- Document passage:
=-=-=
Onscreen, ‘Manzanar, Diverted’ examines the intersections of race and history. Between the frames, it centers three generations of Japanese American female activists.

By Lynda Lin Grigsby, Contributor

Ann Kaneko spent five years making “Manzanar, Diverted.”

Ann Kaneko is driving back to Los Angeles from the Mammoth Film Festival, somewhere between Big Pine and Independence. Big country stretches beyond Highway 395 where the Inyo and Sierra Nevada Mountains tower over the valley.

The road from Mammoth takes her right to Manzanar, so she plans to drop in. The casual way she says this implies a sense of intimacy with the historic site — like it is a relative’s house, and she wants to stretch her legs and say hello to all the aunties and uncles. The closeness between Kaneko and the place grew over five years as she worked on her new documentary, “Manzanar, Diverted: When Water Turns to Dust.”

The stories of land and water use, the forced removal of Native Americans and the incarceration of Japanese Americans all converge in this place.

“The intersectionality of the film emphasizes that we are all in this together,” says Kaneko. She stops to gas up her silver Prius at the same station in Mojave every time she makes this trip because prices here are cheaper than in Los Angeles.

She considers herself an educator first, both as an independent filmmaker and a media studies teacher at Pitzer College in Claremont, Calif. Her camera’s focus makes her an activist and a sorority member of the intergenerational Japanese American activists featured in “Manzanar, Diverted.”

Sue Kunitomi Embrey

Kaneko is Sansei, the connection between Sue Kunitomi Embrey, the Nisei activist and longtime chair of the Manzanar Committee, and her Yonsei granddaughter, Monica Mariko Embrey, whose passionate spoken words about environmental justice can spur a sudden onset of goosebumps.

Many stories have sprung from the dust of Manzanar. Its emotional and psychic toll has been combed through and picked apart, so before making this film, Kaneko often wondered what is new to tell?

She drives past the guard tower many times on the road to Mammoth in search of majestic peaks and crisp air. The open land surrounding Manzanar in the Owens Valley inspires awe — like a wilderness unchecked.

Nature is, as poet John Ruskin once described, a painting for us. A closer look tells a different story.

In her research, Kaneko discovered the Los Angeles Department of Water and Power (DWP) owned almost all the land in the Owens Valley, including Manzanar. Before Japanese Americans were incarcerated on the site, Native Americans were violently forced out in order to tap the most precious resource — water. To supply water to Los Angeles residents, aqueducts slowly siphoned from the valley, turning water to dust.

Suddenly, the nature painting along the highway and the dust storms often depicted in World War II camp photos and videos eerily rising from the ground look like a vengeful spirit released on vulnerable people.
=-=-=
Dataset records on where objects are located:
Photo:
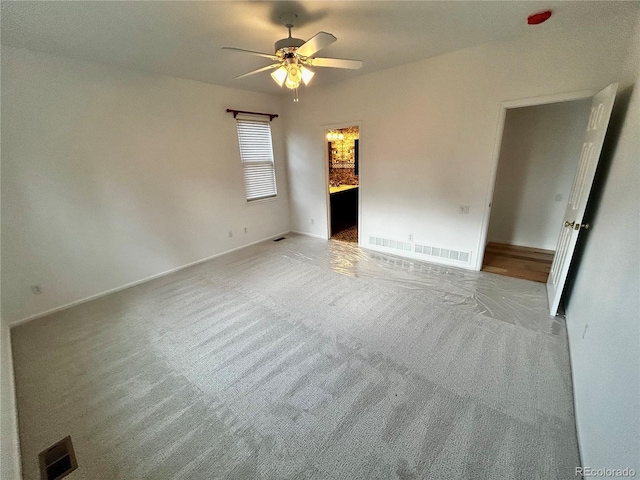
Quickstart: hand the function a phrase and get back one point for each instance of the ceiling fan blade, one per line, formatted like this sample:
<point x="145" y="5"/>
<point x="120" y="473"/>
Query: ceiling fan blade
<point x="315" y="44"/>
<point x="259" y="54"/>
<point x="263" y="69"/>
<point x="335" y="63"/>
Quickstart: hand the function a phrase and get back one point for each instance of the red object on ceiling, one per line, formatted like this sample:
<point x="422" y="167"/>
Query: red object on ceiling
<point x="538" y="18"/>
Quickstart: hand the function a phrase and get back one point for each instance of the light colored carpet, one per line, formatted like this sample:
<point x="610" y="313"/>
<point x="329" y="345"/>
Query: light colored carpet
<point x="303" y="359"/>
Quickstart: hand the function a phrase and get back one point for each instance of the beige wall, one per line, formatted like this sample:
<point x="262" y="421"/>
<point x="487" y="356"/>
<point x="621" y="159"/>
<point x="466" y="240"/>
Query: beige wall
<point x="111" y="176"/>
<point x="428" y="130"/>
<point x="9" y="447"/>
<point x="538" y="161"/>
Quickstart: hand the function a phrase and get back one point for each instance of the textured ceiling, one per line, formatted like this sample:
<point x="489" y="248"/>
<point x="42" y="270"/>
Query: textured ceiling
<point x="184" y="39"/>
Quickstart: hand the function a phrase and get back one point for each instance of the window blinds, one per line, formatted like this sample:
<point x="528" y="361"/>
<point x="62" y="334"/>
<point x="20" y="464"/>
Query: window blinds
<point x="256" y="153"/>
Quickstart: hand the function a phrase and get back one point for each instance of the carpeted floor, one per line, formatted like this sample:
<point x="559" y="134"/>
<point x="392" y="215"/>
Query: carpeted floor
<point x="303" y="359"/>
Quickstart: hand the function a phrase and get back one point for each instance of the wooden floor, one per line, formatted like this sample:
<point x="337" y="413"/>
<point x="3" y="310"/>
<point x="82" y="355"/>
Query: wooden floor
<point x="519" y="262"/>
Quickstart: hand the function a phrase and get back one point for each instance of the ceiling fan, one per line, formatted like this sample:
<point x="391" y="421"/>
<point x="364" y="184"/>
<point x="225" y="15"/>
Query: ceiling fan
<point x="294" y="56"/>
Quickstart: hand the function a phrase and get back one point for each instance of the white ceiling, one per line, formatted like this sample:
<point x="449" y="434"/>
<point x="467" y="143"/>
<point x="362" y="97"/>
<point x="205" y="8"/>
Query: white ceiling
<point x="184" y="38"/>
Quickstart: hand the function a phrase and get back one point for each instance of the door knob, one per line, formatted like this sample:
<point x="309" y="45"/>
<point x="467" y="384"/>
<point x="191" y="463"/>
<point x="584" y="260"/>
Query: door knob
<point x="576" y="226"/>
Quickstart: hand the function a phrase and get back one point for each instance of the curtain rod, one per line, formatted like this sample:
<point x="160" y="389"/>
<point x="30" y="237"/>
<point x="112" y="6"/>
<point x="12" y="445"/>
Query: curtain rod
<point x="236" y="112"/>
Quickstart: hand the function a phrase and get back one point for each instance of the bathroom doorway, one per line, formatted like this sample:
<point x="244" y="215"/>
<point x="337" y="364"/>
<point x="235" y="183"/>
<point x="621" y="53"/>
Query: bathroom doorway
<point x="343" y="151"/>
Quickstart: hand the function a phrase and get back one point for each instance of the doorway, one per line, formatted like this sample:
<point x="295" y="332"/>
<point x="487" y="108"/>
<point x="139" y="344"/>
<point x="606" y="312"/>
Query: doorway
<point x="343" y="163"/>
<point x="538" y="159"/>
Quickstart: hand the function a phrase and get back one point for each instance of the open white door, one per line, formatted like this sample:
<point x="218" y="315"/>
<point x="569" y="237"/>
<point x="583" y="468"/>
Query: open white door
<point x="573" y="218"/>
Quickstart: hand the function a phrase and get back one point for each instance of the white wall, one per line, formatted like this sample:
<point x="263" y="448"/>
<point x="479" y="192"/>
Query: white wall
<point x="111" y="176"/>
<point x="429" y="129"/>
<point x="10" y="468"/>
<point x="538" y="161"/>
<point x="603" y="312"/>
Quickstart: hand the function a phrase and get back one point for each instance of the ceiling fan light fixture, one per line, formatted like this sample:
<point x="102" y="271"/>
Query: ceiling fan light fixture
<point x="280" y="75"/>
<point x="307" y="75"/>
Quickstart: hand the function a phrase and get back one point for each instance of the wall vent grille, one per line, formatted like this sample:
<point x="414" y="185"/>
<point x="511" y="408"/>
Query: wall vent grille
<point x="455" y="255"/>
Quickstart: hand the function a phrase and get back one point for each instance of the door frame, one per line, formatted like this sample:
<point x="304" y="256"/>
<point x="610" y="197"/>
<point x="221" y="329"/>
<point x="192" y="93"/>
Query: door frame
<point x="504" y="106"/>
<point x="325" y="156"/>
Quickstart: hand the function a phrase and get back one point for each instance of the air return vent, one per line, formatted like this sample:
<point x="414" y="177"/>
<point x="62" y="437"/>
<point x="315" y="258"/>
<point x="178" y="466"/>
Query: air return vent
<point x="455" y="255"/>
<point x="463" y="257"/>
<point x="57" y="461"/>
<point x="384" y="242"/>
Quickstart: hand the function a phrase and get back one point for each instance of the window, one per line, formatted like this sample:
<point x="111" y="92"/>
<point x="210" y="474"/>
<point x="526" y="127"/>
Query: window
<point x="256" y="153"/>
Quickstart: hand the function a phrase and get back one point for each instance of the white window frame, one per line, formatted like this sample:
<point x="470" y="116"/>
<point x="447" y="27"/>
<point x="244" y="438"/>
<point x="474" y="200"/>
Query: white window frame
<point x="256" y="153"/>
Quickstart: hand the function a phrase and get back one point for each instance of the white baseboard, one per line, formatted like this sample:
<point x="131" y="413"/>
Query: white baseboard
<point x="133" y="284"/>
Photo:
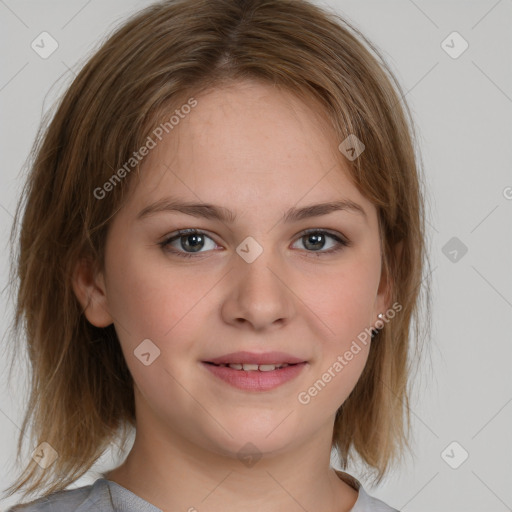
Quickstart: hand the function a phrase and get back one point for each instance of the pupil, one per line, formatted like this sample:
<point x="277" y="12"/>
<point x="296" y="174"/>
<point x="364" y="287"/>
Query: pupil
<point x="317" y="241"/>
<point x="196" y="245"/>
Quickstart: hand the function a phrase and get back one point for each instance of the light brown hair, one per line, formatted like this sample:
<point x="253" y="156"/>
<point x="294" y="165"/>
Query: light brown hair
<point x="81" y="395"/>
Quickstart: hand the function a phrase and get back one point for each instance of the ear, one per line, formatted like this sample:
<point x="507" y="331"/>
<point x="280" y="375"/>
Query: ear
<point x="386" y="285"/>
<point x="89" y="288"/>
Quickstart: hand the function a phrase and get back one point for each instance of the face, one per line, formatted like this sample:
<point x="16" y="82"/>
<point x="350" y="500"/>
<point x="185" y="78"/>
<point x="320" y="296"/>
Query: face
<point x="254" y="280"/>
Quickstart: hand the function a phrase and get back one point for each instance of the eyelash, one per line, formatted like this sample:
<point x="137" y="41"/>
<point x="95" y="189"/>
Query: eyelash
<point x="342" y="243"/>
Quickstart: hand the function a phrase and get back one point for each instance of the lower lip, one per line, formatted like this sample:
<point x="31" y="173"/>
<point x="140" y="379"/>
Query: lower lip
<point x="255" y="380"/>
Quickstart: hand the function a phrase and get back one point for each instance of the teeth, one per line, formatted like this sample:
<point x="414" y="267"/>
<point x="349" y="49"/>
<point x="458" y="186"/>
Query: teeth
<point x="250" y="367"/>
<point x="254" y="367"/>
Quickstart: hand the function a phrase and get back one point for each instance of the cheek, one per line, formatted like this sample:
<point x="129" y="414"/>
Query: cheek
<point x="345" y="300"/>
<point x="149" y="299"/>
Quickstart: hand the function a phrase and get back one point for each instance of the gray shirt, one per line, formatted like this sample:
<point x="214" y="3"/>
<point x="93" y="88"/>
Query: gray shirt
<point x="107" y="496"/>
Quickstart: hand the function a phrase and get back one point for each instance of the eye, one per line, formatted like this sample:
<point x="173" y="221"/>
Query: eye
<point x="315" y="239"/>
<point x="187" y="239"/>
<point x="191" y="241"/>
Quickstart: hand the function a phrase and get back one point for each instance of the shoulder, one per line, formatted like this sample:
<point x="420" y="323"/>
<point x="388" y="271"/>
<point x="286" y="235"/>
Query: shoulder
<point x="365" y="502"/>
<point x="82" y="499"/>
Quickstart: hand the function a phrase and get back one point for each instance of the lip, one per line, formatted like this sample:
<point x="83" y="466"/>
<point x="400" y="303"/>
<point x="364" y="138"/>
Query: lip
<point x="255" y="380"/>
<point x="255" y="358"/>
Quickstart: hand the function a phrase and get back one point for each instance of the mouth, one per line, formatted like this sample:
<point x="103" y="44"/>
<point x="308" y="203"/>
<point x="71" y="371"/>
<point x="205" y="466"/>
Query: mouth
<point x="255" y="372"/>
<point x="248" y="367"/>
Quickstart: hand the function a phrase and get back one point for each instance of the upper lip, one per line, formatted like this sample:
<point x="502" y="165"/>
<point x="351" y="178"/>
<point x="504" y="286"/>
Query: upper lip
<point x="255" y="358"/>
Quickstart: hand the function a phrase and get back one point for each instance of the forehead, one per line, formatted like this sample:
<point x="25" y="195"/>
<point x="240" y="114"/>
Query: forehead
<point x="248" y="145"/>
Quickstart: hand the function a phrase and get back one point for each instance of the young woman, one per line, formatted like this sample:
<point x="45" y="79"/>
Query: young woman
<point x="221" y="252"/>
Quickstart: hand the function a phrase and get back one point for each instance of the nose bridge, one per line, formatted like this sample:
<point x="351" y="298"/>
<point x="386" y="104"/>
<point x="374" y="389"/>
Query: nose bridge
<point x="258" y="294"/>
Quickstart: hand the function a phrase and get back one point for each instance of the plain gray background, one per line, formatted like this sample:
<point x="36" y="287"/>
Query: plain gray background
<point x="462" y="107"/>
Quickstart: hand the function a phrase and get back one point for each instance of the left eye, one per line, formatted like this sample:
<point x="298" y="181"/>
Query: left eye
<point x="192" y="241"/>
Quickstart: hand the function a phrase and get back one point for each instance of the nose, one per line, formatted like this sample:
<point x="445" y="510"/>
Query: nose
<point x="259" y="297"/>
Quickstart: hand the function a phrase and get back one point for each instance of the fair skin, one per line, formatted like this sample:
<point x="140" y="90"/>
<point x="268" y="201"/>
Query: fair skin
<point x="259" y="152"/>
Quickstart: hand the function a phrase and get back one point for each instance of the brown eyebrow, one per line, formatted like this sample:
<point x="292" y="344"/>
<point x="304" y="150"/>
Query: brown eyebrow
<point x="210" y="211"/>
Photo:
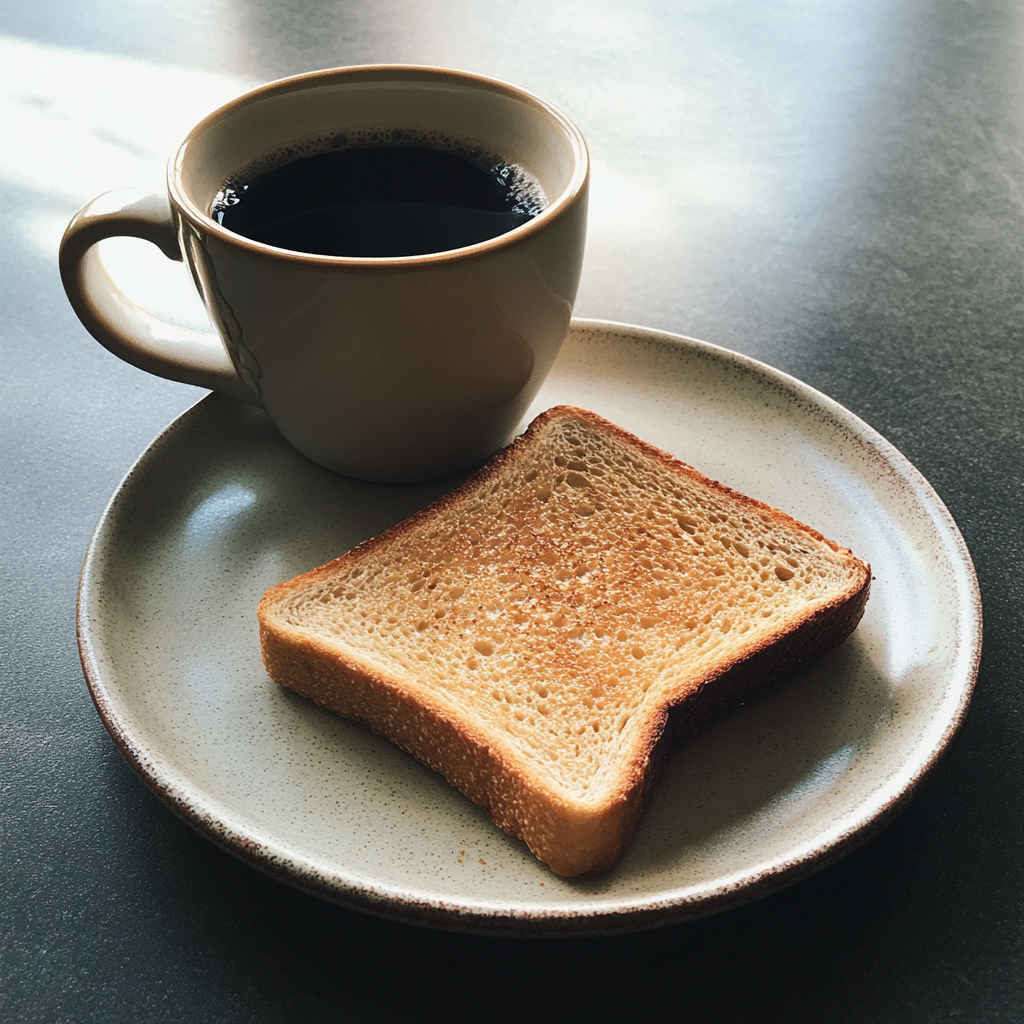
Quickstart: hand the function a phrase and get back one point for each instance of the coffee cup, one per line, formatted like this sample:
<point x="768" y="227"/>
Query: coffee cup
=-=-=
- Given instruction A:
Answer these from the article about the documentary "Manzanar, Diverted":
(i) Where does Ann Kaneko teach media studies?
(ii) How many years did Kaneko spend making the film?
(iii) What agency, according to Kaneko's research, owned almost all the land in the Owens Valley?
- Given instruction B: Render this sentence from the article about the documentary "Manzanar, Diverted" in Spanish: "The stories of land and water use, the forced removal of Native Americans and the incarceration of Japanese Americans all converge in this place."
- Given instruction C: Pick up the article about the documentary "Manzanar, Diverted" right after its final sentence and carry it forward.

- Right answer A:
(i) Pitzer College in Claremont, Calif.
(ii) Five years.
(iii) The Los Angeles Department of Water and Power (DWP).

- Right answer B: Las historias sobre el uso de la tierra y el agua, el desplazamiento forzoso de los nativos americanos y el encarcelamiento de los japoneses estadounidenses convergen todas en este lugar.

- Right answer C:
In the memory of her loved one, Sue Embrey, a former Manzanar incarceree, coughs and coughs.

It was a dry and persistent cough, often aggravated by the Santa Ana winds that rustle branches outside her Echo Park home and stir up memories of her incarceration. Sue Embrey hated the wind.

She died in 2006 from inhaling air pollution released in the choking dust over Owens Lake, says Monica Embrey. The Los Angeles Aqueduct drained the lake’s precious snowpack and spring water.

Since 1926, the lake has sat dry with pollutants settled on the surface, ready to be picked up by the vengeful wind. The lake was drained so that Los Angeles residents could fill swimming pools and water thirsty lawns. This is not to make anyone feel guilty, an environmentalist insists in the film, it’s to point out the disconnect between turning on a faucet and knowing where the water comes from.

It’s about knowing the impact on people and a sacred place like Manzanar, so traumatizing that a breeze could transport Sue Embrey back behind barbed wire, but also so important that she would fight to designate the place a national historic site and lead people back every year in a pilgrimage.

Kaneko and the Embreys want you to hear what Buddhist Zen Master Thich Nhat Hanh called the sound of the Earth crying within us.

Monica and Mike Embrey attended many Manzanar pilgrimages.

“I think of ways in which environmental injustice plays out is very much the heart of my work and part of why I’m so committed to and dedicated to ensuring that communities of color and low-income households, women and children are able to see justice,” says Monica Embrey, senior associate director of national energy campaigns for the Sierra Club.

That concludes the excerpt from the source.